• **PROBLEM DETAILS**
Transcribe the records below in full; pictures stay out of the copy.

• **Natural language region descriptions**

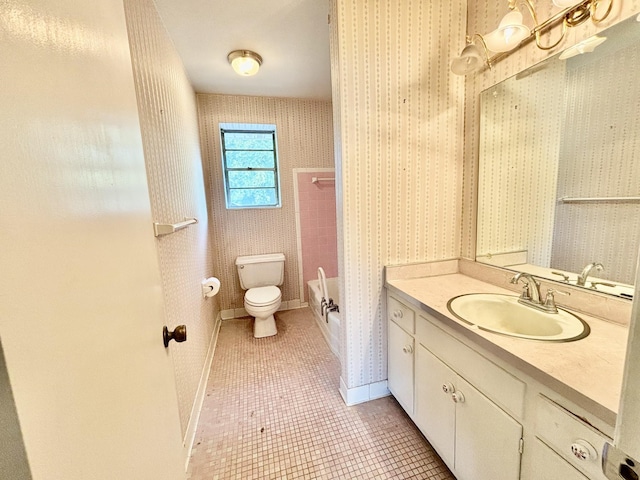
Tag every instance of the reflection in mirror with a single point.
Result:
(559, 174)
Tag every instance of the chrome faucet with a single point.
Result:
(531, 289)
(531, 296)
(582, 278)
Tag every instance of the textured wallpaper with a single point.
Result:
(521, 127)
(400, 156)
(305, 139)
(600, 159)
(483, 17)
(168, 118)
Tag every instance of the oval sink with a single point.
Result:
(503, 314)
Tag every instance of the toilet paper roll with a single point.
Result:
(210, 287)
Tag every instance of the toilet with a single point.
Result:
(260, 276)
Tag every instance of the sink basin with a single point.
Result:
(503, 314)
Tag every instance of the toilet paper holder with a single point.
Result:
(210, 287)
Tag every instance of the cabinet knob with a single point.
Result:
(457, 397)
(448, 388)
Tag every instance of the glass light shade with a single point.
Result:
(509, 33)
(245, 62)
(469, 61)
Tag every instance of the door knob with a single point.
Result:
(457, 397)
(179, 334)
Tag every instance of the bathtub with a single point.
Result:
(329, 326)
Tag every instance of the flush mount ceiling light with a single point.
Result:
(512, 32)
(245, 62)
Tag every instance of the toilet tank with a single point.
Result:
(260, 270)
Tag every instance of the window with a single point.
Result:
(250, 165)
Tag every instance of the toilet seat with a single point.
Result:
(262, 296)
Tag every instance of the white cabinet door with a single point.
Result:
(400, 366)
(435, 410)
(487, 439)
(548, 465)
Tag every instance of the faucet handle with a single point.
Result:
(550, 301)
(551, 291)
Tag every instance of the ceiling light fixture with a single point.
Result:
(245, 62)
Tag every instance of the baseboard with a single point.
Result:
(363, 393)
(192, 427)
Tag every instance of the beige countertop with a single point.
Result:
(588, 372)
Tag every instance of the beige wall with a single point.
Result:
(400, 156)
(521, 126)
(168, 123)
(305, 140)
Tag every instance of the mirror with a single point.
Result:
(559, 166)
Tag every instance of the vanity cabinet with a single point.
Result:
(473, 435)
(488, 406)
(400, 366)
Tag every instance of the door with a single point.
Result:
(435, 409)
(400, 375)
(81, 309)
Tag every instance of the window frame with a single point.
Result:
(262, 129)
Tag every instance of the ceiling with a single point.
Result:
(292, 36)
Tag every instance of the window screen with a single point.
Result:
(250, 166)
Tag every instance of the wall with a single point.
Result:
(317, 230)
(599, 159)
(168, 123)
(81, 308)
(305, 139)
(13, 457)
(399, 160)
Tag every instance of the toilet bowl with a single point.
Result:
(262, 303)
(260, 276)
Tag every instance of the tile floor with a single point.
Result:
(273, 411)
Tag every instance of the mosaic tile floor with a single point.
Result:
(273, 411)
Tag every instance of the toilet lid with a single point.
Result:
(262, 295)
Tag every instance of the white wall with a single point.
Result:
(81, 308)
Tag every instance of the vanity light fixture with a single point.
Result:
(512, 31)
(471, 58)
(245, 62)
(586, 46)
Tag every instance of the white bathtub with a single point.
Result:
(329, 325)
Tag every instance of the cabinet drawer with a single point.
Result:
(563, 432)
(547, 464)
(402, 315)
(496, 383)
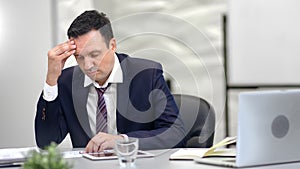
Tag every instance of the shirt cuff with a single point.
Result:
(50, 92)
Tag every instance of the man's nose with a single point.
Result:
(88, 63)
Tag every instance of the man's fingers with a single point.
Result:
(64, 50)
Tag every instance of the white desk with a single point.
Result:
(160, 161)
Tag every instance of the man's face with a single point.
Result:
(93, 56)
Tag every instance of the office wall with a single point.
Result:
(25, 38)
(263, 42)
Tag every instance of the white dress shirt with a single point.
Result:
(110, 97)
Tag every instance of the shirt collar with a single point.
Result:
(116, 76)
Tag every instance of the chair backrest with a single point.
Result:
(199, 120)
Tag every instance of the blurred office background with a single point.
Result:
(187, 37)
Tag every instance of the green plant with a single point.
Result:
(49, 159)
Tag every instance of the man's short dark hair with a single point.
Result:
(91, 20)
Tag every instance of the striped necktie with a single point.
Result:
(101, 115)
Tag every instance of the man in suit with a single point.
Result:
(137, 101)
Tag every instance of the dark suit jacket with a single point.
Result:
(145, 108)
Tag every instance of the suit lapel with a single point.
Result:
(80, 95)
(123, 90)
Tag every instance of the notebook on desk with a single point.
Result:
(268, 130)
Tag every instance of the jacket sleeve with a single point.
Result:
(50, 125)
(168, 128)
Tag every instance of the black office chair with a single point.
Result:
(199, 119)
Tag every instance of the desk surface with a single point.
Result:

• **OUTPUT BELOW**
Tag every instance of the reflection in mirror with a single point.
Result:
(559, 174)
Tag every instance of the chrome faucet with a single point.
Result:
(531, 289)
(531, 296)
(582, 278)
Tag every instance of the textured wallpaper with a single point.
Result:
(521, 127)
(400, 156)
(305, 139)
(600, 159)
(483, 17)
(168, 118)
Tag every instance of the oval sink with a single point.
Result:
(503, 314)
Tag every instance of the toilet paper roll with a single point.
Result:
(210, 287)
Tag every instance of the toilet with a single point.
Result:
(260, 276)
Tag every instance of the sink basin with a single point.
Result:
(503, 314)
Tag every instance of the toilet paper holder with a single point.
Result:
(210, 287)
Tag every instance of the cabinet knob with a single point.
Result:
(457, 397)
(448, 388)
Tag every instance of the glass light shade with a single point.
Result:
(509, 33)
(245, 62)
(469, 61)
Tag every instance of the door knob with a single point.
Result:
(457, 397)
(179, 334)
Tag every instance of the bathtub with a single point.
Result:
(329, 326)
Tag every instance of the flush mount ceiling light with a single point.
Result:
(512, 32)
(245, 62)
Tag every instance of the toilet tank with a single point.
Result:
(260, 270)
Tag every instance of the window with a single point.
Result:
(250, 165)
Tag every instance of the toilet seat with a single point.
Result:
(262, 296)
Tag every instance of the white cabinet door with a single point.
Result:
(400, 366)
(435, 410)
(487, 439)
(548, 465)
Tag every instance of the faucet handle with a single point.
Result:
(550, 301)
(551, 291)
Tag every instance of the ceiling light fixture with a single point.
Result:
(245, 62)
Tag every instance of the baseboard with a single point.
Result:
(363, 393)
(192, 427)
Tag every instance of the beige countertop with a single point.
Result:
(588, 372)
Tag every instance of the beige wall with a single point.
Result:
(400, 156)
(521, 126)
(168, 123)
(305, 140)
Tag every instance of the mirror with a single point.
Result:
(559, 166)
Tag every instance of the vanity cabinet with a single point.
Result:
(473, 435)
(488, 406)
(400, 366)
Tag every instance of the door with a single point.
Result:
(435, 409)
(400, 375)
(81, 309)
Tag every instance of the window frame with a single point.
Result:
(262, 129)
Tag every instance of the ceiling with a single point.
Result:
(292, 36)
Tag every instance of the window screen with a single point.
Result:
(250, 166)
Tag every instance of the wall with a single point.
Result:
(317, 230)
(599, 159)
(168, 123)
(81, 308)
(305, 139)
(13, 457)
(399, 160)
Tag every instance of the toilet bowl with a single point.
Result:
(262, 303)
(260, 276)
Tag every instance of the tile floor with a single point.
Result:
(273, 411)
Tag every instance of the mosaic tile floor with a single point.
Result:
(273, 411)
Tag every instance of the toilet lid with a single point.
Result:
(262, 295)
Tag every instance of the white wall with a single point.
Result:
(81, 308)
Tag every instance of the vanity light fixture with a single point.
Result:
(512, 31)
(471, 58)
(245, 62)
(586, 46)
Tag every instance of the white bathtub with a single point.
Result:
(329, 325)
Tag every instance of the cabinet drawer with a single point.
Result:
(563, 432)
(547, 464)
(402, 315)
(496, 383)
Tag every instance of the shirt cuff with a single point.
Result:
(50, 92)
Tag every instance of the man's nose with a single point.
Result:
(88, 63)
Tag every instance of the man's fingers with a single point.
Result:
(64, 50)
Tag every instance of the white desk with a single point.
Result:
(160, 161)
Tag every instance of the man's face with a single point.
Result:
(93, 56)
Tag every instance of the office wall with a single point.
Result:
(25, 38)
(263, 42)
Tag every instance of the white dress shirt with a single point.
Result:
(110, 97)
Tag every instance of the shirt collar with a single point.
Result:
(116, 76)
Tag every instance of the chair backrest with a single point.
Result:
(199, 120)
Tag every instance of the blurred office background with a single point.
Result:
(187, 37)
Tag every instance of the green plant with a single point.
Result:
(49, 159)
Tag every instance of the man's short dark hair with a single point.
Result:
(91, 20)
Tag every instance of the striped necktie with a single point.
Result:
(101, 115)
Tag every instance of the man in suit with a single point.
Result:
(137, 101)
Tag every instance of the dark suit jacket with a single point.
Result:
(145, 108)
Tag every instance of the suit lapel with a single point.
Result:
(80, 95)
(123, 90)
Tag every instance of the notebook on desk with a single point.
Result:
(268, 130)
Tag every instance of the jacket sleeve with a single point.
Result:
(50, 125)
(168, 128)
Tag every instance of the black office chair with a single point.
Result:
(199, 119)
Tag every instance of the desk surface with a single point.
Result:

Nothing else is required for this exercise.